** START Extract to read **

I prayed and read this morning as if nothing had happened and this is not something I would normally do if we had gotten into an argument. I have no feeling towards him whatsoever. I made dinner and even gave him an ice cream sundy because I was making myself one but I haven't watched tv with him or said much of anything to him and neither has he although he acts like it didn't happen.

The hold he had on me is gone. He used to upset me and hurt me and now I don't feel that at all.He was acting like a child and I don't want to sit her and analyze why he was acting that way, like I would normally do. I don't care why he acted that way; just that he did and I don't have to put up with it. I'm not some frightened miss who is going to walk on eggshells around him.

I'm not angry with him, I just don't want to think about him and what happened. He was acting childish and it feels good to not be upset about this and get angry. I simply don't care. Marriage is pointless to me right now because I won't live with a man who cusses like that for no reason and expects me to just sit there. He told me I should have just let it go. I told him I wasn't going to sit there while he cussed and carried on.

** END Extract to read **

Write the next part of the personal reflection on the argument, starting right after its final sentence. The entries that come next are not needed for anything here.

** START Data listing **

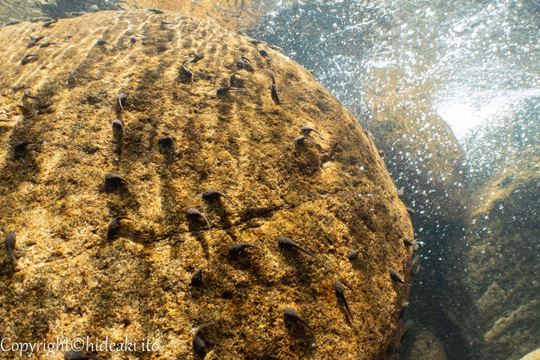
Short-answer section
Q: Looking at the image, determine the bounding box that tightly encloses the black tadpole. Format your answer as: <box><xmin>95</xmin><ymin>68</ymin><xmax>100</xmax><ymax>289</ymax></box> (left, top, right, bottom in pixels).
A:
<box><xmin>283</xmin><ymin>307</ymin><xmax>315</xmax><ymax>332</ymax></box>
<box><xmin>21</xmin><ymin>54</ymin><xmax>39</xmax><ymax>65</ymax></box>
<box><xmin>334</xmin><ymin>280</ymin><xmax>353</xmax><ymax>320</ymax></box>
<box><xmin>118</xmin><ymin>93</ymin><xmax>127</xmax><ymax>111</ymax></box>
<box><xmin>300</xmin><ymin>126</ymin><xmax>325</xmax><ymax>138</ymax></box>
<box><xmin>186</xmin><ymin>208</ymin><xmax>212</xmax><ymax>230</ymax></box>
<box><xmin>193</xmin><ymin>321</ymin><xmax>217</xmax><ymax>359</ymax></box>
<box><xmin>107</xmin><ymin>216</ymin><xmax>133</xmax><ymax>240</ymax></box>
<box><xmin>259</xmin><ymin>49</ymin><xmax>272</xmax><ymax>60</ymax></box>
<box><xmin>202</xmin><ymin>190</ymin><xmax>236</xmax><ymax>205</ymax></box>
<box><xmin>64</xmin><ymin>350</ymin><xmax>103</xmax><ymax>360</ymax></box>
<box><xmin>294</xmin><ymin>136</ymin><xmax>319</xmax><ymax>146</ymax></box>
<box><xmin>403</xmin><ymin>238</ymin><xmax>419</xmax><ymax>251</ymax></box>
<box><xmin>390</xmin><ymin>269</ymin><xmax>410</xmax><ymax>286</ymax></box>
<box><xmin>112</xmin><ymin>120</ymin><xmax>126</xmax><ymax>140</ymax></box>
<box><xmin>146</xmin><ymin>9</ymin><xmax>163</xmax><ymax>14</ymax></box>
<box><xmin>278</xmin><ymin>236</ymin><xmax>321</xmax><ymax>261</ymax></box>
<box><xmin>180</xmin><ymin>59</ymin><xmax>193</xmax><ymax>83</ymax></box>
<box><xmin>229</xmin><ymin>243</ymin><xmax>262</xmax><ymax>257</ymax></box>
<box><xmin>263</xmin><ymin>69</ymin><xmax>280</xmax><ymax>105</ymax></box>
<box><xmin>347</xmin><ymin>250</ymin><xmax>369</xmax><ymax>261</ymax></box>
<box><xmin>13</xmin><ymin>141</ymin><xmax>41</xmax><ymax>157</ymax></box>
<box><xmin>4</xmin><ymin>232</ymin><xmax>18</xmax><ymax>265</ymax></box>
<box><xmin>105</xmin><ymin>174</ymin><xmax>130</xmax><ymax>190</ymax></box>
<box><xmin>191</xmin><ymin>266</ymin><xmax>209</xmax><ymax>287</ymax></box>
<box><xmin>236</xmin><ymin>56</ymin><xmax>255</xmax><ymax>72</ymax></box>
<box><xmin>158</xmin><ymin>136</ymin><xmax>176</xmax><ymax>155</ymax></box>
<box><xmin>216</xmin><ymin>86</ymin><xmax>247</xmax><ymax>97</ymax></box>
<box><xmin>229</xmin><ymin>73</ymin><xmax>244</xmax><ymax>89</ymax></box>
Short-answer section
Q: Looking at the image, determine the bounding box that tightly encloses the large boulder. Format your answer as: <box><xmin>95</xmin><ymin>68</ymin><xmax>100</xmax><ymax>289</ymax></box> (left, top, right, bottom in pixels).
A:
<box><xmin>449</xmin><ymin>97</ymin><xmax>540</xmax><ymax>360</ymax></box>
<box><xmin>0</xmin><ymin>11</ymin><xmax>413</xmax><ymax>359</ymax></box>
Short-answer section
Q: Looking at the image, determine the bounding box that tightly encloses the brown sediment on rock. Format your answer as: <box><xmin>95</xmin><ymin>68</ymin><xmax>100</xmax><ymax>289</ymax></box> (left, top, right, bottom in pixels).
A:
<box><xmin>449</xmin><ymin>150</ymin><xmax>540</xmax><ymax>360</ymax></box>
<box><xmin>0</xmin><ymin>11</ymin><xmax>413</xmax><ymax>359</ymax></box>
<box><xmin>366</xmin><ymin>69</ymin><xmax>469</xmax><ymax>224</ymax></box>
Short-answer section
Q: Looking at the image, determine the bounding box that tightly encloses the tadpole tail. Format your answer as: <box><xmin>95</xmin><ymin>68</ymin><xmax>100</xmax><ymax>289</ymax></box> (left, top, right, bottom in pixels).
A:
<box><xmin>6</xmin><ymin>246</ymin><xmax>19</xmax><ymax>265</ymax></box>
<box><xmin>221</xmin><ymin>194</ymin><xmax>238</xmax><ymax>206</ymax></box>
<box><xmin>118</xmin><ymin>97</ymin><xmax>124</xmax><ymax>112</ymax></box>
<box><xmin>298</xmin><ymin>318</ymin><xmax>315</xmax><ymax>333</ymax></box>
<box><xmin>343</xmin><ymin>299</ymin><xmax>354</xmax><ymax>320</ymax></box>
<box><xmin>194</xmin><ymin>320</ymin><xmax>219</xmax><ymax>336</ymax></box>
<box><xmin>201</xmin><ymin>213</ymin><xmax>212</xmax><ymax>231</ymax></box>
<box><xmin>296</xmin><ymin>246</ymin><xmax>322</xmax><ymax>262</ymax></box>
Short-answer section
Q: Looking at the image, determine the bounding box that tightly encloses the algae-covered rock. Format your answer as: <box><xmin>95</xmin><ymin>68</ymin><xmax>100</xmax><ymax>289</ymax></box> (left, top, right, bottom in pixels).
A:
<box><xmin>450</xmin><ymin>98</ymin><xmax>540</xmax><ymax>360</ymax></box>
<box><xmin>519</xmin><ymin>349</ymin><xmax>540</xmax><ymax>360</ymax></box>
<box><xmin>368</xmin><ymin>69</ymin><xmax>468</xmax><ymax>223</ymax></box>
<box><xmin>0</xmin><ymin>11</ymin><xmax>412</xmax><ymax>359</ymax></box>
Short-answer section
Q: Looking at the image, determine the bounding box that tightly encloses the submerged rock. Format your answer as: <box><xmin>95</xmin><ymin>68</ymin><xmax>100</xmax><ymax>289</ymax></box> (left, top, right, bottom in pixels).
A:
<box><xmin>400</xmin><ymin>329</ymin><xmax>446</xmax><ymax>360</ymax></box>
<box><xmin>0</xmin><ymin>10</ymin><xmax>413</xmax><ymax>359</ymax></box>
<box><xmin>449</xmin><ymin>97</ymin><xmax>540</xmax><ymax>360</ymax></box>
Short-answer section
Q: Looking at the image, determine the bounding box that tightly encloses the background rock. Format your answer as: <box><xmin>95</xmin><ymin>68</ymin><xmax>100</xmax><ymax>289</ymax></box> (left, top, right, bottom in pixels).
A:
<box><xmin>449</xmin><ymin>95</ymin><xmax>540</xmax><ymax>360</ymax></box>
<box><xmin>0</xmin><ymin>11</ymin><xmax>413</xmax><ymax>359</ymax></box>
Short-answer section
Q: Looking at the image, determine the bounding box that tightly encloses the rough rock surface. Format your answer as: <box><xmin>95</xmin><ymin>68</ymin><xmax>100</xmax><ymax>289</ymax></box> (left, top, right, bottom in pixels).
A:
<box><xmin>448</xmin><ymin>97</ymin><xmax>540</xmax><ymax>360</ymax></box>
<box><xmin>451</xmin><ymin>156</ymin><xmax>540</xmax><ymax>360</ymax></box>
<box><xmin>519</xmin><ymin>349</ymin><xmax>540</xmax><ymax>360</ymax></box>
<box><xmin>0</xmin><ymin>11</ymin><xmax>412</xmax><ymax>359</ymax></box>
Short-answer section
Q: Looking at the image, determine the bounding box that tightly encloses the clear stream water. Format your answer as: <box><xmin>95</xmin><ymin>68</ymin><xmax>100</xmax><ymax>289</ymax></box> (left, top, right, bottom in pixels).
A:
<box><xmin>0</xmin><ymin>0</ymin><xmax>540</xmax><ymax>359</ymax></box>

** END Data listing **
** START Data listing **

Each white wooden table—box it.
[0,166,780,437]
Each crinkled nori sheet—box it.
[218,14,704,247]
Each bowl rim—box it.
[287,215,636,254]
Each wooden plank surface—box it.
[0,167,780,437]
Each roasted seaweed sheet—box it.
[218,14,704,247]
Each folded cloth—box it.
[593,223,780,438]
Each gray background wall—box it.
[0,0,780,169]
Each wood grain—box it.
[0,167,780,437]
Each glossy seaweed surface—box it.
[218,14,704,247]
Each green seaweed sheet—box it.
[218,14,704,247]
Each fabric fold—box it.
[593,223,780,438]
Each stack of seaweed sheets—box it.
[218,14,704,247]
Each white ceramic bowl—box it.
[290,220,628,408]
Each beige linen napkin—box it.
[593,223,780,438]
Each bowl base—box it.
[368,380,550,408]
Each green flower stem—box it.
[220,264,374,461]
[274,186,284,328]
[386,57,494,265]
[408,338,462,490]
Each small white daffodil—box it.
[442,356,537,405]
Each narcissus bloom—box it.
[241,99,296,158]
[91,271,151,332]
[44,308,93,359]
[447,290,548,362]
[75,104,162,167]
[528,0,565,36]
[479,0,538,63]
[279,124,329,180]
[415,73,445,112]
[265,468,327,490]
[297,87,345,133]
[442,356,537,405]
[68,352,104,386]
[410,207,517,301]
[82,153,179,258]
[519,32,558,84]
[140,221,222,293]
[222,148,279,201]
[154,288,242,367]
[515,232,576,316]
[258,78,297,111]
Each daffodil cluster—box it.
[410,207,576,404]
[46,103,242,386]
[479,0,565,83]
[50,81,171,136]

** END Data listing **
** START Data listing **

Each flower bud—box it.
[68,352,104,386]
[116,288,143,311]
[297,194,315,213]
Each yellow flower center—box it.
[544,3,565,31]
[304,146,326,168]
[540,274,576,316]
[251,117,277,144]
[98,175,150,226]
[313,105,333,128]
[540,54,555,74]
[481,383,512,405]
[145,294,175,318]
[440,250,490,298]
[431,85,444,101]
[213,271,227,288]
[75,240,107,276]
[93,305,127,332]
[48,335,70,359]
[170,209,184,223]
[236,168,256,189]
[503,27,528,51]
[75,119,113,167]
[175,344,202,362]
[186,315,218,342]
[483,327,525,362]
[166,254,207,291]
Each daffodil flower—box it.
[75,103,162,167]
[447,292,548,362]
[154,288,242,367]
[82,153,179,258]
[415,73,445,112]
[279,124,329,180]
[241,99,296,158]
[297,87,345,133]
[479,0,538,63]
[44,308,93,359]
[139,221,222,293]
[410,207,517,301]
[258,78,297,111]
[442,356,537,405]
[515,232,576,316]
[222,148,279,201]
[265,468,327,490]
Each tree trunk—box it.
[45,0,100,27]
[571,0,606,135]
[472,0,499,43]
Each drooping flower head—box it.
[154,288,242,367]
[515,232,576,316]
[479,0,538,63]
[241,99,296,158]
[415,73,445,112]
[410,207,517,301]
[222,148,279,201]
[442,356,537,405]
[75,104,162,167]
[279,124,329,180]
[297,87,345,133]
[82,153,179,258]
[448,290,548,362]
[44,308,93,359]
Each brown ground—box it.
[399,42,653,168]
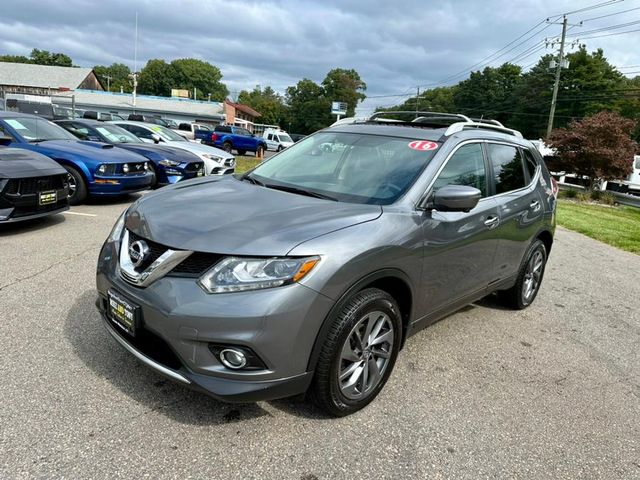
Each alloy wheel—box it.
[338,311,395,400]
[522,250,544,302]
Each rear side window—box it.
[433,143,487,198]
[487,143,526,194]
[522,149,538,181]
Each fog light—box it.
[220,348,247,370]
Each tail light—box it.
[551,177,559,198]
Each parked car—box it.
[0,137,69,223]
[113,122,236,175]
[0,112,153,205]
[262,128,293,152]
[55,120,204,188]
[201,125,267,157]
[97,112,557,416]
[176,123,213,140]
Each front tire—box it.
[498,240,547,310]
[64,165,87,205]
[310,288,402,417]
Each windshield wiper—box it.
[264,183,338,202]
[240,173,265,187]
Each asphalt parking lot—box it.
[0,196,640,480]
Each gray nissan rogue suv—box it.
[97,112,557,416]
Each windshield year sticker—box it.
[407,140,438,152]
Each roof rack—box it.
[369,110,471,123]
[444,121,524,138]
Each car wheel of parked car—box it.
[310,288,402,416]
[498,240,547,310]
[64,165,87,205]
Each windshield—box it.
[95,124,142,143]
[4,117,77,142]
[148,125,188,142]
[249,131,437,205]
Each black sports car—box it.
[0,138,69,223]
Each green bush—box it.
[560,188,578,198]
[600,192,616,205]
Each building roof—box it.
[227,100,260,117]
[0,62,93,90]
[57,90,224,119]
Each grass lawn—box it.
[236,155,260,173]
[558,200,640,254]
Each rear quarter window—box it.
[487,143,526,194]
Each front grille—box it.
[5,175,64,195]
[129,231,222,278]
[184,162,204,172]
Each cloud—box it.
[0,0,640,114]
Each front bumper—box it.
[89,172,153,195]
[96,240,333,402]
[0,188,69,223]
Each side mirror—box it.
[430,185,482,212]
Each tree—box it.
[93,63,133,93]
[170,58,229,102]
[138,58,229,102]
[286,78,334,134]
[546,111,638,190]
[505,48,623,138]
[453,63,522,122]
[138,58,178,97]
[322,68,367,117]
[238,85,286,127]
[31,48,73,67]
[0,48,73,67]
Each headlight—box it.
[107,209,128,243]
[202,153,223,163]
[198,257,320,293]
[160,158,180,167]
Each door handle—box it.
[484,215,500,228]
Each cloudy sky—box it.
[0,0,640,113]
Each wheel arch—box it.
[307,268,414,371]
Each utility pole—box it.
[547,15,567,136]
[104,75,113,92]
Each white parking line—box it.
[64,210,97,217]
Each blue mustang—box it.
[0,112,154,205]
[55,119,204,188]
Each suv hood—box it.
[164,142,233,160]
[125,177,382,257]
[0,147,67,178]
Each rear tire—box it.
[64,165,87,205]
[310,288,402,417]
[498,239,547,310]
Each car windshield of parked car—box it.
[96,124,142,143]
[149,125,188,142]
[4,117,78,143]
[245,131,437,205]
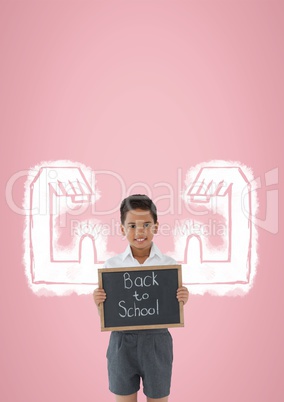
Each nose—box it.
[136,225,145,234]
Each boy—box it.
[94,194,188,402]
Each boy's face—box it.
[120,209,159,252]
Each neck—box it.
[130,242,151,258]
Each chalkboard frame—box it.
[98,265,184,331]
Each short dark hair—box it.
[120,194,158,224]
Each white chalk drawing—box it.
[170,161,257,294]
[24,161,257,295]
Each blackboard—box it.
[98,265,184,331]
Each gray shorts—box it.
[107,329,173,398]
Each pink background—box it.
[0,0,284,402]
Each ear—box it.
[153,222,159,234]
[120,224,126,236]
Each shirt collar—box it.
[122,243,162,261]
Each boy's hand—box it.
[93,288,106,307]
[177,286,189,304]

** END Data listing **

#### Answer to the task
Sometimes I don't think he knows me at all. Anyway, thought I'd tell you about what happened because I cannot deal with this kind of behavior and over something so small. He'd gone for a walk and I know he thought about it and came home with the candy but I'm weary with this. We've been getting alone and now this?

It no longer matters.I have things to do and I can't stop and make this petulant child feel better. I'm not his mother.

1aokgal, I forgot your email. Mine is janlestat@gmail if you wish to talk to me off this post. Thank you for the compliment on the village. My friend Mickey bought me about 4 of them at Michael's craft shop. I used to paint statuary all the time and I'd go to statuary shops but I can't find them anymore so I go to this craft shop which is just around the corner. I used to paint all kinds of statuary and had been doing it since I was 19.

Now I just do the houses and the little decorations because the craft store doesn't have a big collection of statuary.I found one on line but haven't ordered any. I used to have this goal that I wanted to open my own statuary shop and teach classes to show people how to paint things, but I could never find the people who actually made the molds and I didn't even know what they were called so I gave up that dream.

I am especially good at intricate work and enjoy it very much and I realized how much I missed doing it.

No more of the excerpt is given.